--- PASSAGE FOR REVIEW Enclosed Below ---

People v. Coleman, 345 Ill. App. 3d 1029 (2004)

Feb. 5, 2004 · Illinois Appellate Court · No. 3-03-0077
345 Ill. App. 3d 1029

THE PEOPLE OF THE STATE OF ILLINOIS, Plaintiff-Appellee, v. ELON COLEMAN, Defendant-Appellant.

Third District

No. 3-03-0077

Opinion filed February 5, 2004.

*1030Peter A. Carusona, of State Appellate Defender’s Office, of Ottawa, for appellant.

Edward D. Smith, State’s Attorney, of Kankakee (Lawrence M. Bauer and Dawn D. Duffy, both of State’s Attorneys Appellate Prosecutor’s Office, of counsel), for the People.


delivered the opinion of the court:

A jury found the defendant, Elon Coleman, guilty of armed robbery (720 ILCS 5/18 — 1(a), 18 — 2(a) (West 2002)) and aggravated vehicular hijacking (720 ILCS 5/18 — 3(a), 18 — 4(a)(3) (West 2002)). The trial judge then vacated the hijacking conviction and sentenced the defendant to 10 years’ imprisonment for armed robbery. On appeal, the defendant argues that the State failed to prove the presence of a dangerous weapon beyond a reasonable doubt and asks that we reduce the conviction to simple robbery. We affirm.


At trial, the victim, Yashica Butler, testified that on the evening of May 16, 2002, she had just retired to bed when her brother knocked on her bedroom door. He informed Butler that a young girl by the name of Shantae was at the front door. That name was not familiar to Butler, but she went to the front door to see who it was.

When Butler reached the door, she recognized the young girl. Butler and her boyfriend had seen the girl at a gas station a couple of days earlier. The young girl stated that she had just been riding in a car with three men who were trying to take her to a hotel and rape her. The girl had recognized the vehicle of Butler’s boyfriend in the driveway from the gas station and was asking for a ride home. Butler agreed to help the girl and they drove off in the vehicle of Butler’s boyfriend.

The girl took Butler to a house the girl identified as her aunt’s. Butler waited to make sure the girl made it inside safely. The girl *1031went around the back of the house and then returned to the vehicle. The girl stated that her aunt wanted to see who had dropped her off, so Butler went with her to the side door. While the girl was unsuccessfully trying to open the door, a male (later identified as the defendant) came around from the other side of the house.

Sensing that there was something suspicious happening, Butler turned to leave. At this point the young girl grabbed Butler from behind, putting her arm around Butler’s throat. As Butler tried to pull away from the girl, she received a straight, thin cut on the left side of her throat. Also at that time, the young girl indicated that she was going to “cut” Butler. It is unclear from the testimony whether Butler actually saw an “object” in the girl’s hand or simply assumed that there was one on the basis of the cut she received and the young girl’s statement. On cross-examination, Butler indicated that she could not be sure what, if anything, the young girl had in her hand. She also admitted that whatever had cut her could have been a fingernail, ring, or bracelet.

--- End of Enclosed PASSAGE FOR REVIEW ---

== THINGS TO DO ==
1 – Rewrite the paragraph of the court opinion that begins "When Butler reached the door" as a short bulleted list, keeping its main facts.
2 – In the rows from the first one up to and including the one with "negative clicks: (1265, 528)", change "clicks" to "points" and leave everything else as it is. Give back only those rows.
The court opinion and the rows that follow it come from unrelated sources.

--- WORKING DATA Enclosed Below ---

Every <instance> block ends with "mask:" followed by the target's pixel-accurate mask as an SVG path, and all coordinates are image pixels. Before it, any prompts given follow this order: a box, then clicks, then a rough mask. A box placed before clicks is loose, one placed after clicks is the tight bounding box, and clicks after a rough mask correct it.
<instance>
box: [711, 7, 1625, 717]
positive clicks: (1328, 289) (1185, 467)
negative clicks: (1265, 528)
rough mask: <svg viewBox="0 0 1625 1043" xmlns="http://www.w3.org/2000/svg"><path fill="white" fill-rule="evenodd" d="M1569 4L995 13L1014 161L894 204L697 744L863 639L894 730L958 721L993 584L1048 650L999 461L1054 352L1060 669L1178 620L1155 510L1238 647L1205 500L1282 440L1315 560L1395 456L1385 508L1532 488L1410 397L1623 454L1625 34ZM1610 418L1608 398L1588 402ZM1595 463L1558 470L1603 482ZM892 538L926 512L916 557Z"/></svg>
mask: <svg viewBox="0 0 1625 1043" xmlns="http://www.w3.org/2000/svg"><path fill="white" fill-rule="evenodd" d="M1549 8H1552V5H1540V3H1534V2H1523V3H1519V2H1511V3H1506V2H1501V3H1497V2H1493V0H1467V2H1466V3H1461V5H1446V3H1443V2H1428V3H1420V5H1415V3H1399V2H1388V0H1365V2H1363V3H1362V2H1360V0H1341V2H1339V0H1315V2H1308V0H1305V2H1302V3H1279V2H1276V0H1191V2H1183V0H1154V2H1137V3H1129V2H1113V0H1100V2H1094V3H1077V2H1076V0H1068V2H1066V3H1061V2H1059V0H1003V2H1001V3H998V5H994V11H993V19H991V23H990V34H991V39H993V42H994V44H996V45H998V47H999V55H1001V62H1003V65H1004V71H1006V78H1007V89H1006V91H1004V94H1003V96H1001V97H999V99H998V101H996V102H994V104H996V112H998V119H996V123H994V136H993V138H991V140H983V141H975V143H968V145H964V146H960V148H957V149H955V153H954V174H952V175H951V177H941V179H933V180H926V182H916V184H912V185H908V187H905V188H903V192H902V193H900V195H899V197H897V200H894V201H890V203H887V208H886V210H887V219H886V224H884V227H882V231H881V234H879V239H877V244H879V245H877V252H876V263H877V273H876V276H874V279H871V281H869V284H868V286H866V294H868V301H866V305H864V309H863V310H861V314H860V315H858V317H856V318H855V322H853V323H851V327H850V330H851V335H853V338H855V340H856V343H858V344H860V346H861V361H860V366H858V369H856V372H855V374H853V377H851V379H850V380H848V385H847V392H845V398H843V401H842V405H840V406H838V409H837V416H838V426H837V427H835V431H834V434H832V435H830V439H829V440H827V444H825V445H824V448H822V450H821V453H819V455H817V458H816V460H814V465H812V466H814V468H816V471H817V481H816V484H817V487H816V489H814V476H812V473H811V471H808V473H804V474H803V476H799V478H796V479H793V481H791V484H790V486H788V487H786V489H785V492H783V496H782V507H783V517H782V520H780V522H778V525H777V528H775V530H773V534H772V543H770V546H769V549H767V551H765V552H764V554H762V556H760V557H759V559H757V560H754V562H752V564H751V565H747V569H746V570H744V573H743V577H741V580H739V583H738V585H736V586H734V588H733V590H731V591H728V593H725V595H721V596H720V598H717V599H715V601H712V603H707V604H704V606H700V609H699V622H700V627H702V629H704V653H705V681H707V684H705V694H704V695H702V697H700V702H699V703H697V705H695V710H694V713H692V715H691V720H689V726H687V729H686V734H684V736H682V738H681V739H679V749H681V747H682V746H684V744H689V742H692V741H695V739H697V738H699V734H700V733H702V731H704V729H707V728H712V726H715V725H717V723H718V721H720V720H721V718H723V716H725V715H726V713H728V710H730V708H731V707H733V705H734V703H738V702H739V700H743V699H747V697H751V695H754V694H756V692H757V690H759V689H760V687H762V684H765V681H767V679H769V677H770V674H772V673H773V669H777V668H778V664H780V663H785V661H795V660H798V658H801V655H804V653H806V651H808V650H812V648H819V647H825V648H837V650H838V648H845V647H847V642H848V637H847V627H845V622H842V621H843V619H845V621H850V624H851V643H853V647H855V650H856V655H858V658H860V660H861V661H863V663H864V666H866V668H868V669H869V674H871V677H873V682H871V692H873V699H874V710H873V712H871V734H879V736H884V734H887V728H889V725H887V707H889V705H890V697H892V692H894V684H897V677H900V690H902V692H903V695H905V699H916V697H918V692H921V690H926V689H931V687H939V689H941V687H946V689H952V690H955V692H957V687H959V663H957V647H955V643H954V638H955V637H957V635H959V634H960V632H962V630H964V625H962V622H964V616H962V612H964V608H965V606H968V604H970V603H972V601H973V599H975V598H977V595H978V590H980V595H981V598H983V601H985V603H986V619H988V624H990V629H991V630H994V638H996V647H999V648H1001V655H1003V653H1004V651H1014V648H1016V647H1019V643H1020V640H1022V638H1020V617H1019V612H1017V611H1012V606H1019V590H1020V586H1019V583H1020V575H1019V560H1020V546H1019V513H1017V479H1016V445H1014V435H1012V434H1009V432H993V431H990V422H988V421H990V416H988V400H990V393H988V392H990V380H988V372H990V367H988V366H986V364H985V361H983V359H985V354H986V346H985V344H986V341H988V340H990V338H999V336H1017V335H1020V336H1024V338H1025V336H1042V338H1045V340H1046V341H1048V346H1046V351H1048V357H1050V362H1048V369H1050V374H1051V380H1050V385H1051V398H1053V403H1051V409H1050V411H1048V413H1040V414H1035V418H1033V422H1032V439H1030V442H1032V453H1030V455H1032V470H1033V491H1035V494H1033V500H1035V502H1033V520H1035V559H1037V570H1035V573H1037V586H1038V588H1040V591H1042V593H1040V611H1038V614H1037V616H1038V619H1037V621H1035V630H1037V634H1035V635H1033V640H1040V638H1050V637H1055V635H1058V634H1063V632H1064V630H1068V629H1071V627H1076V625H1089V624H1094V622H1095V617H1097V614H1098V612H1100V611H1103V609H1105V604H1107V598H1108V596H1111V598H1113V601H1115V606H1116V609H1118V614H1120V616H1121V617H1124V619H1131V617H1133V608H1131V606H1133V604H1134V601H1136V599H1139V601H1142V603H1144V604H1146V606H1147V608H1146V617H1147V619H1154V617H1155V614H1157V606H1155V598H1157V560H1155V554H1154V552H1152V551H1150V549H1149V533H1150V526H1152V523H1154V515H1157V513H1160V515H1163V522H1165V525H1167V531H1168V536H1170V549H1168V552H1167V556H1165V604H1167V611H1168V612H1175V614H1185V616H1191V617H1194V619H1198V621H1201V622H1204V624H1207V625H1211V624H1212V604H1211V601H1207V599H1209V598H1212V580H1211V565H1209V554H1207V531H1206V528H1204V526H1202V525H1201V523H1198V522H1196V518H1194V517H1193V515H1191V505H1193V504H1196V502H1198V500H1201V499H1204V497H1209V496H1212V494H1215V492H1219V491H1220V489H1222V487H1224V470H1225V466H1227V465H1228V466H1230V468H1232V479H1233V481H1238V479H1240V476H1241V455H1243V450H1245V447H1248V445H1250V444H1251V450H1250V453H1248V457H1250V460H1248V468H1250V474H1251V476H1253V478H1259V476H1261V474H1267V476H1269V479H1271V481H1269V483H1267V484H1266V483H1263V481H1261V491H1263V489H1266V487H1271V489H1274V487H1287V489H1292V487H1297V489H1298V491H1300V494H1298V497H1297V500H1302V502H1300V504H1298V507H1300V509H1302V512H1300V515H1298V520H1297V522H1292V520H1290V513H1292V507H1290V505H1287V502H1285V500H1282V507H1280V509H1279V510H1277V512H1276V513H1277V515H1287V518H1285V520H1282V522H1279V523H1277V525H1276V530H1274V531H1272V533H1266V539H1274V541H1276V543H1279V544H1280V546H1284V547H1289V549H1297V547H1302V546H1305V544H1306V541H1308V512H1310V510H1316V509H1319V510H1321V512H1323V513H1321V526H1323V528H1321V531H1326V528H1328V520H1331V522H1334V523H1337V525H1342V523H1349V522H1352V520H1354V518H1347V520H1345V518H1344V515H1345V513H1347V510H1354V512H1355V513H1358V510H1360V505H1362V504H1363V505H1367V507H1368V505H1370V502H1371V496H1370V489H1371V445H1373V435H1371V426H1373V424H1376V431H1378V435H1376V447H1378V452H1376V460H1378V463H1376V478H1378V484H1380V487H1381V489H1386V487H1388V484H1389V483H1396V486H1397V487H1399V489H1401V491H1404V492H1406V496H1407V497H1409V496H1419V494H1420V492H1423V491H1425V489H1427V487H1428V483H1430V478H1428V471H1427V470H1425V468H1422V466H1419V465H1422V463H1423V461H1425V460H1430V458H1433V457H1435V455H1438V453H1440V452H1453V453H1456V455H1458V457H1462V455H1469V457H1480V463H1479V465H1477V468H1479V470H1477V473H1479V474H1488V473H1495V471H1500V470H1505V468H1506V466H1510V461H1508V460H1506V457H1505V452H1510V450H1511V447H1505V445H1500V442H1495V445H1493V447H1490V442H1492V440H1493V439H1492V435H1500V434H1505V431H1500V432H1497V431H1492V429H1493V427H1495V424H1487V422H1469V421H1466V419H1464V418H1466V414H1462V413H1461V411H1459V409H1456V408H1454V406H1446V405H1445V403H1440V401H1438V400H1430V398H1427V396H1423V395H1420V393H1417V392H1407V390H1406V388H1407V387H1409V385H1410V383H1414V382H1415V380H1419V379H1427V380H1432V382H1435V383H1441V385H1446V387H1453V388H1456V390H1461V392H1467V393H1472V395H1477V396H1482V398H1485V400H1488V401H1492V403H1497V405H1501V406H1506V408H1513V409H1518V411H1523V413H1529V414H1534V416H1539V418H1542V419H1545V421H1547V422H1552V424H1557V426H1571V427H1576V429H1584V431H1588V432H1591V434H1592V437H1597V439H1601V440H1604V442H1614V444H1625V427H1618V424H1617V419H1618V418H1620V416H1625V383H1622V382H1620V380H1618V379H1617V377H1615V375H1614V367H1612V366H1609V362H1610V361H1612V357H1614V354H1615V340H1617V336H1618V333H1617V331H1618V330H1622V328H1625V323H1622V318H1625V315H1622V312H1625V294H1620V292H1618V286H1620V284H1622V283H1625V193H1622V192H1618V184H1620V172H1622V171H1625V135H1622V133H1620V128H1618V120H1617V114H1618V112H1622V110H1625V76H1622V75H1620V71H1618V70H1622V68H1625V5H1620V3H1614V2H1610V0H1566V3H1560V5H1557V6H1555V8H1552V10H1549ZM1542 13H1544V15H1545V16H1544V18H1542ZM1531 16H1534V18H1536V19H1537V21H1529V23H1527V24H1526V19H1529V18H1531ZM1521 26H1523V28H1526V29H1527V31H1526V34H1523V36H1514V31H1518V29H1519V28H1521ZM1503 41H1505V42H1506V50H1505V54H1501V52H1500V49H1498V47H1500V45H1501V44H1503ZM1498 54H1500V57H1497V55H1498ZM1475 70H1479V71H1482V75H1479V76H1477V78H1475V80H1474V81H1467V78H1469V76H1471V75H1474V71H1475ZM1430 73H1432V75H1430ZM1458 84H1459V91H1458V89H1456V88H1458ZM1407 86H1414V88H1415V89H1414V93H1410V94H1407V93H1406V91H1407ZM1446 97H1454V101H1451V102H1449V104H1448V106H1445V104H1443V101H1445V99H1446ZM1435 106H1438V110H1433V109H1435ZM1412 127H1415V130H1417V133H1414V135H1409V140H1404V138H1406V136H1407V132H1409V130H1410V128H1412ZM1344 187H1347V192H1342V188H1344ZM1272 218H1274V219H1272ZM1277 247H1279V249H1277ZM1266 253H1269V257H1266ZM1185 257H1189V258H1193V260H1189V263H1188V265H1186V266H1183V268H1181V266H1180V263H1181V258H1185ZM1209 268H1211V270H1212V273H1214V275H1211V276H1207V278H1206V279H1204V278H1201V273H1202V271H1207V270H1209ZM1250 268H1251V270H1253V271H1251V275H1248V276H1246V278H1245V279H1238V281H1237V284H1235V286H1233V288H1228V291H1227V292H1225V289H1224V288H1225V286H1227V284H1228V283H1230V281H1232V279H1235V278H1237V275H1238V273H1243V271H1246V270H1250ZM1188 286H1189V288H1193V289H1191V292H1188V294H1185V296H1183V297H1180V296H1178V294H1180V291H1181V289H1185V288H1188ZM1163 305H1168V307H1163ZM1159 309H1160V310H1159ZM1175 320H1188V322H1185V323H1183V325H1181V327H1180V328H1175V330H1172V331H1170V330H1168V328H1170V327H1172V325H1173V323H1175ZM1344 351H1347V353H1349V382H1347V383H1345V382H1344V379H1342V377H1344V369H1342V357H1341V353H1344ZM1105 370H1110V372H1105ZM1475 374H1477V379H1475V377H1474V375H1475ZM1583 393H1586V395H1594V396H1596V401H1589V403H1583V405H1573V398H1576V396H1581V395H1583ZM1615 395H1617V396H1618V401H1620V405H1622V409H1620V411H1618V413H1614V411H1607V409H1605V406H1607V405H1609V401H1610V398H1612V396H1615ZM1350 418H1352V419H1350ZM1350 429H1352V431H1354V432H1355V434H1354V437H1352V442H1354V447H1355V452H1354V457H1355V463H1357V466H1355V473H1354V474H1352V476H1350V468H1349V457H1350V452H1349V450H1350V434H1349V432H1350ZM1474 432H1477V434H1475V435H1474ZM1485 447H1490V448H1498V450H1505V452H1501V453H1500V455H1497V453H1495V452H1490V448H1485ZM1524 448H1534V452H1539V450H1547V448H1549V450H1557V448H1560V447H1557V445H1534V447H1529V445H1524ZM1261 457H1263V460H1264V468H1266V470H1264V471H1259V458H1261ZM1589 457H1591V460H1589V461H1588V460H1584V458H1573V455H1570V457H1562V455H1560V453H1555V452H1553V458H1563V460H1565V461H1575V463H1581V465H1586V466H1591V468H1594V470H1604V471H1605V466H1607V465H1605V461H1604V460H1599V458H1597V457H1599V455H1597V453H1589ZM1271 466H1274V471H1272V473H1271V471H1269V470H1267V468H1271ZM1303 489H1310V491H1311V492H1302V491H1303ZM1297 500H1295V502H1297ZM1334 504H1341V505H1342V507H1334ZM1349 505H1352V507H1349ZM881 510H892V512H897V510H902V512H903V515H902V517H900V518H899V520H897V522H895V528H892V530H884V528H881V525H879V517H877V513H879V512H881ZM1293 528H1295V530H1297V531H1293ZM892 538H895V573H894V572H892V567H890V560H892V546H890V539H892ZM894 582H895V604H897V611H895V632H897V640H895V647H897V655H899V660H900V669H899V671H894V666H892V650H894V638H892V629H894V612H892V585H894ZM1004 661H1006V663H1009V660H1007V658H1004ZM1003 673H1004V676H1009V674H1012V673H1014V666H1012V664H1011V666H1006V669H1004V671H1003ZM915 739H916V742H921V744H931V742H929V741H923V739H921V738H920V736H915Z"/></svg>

--- End of Enclosed WORKING DATA ---

== PROBLEM SOLUTIONS ==
1 –
- At the door, Butler recognized the young girl; she and her boyfriend had seen her at a gas station a couple of days earlier.
- The girl said three men in a car had been trying to take her to a hotel and rape her.
- She had recognized Butler's boyfriend's vehicle in the driveway from the gas station and asked for a ride home.
- Butler agreed, and they drove off in the boyfriend's vehicle.

2 –
Every <instance> block ends with "mask:" followed by the target's pixel-accurate mask as an SVG path, and all coordinates are image pixels. Before it, any prompts given follow this order: a box, then points, then a rough mask. A box placed before points is loose, one placed after points is the tight bounding box, and points after a rough mask correct it.
<instance>
box: [711, 7, 1625, 717]
positive points: (1328, 289) (1185, 467)
negative points: (1265, 528)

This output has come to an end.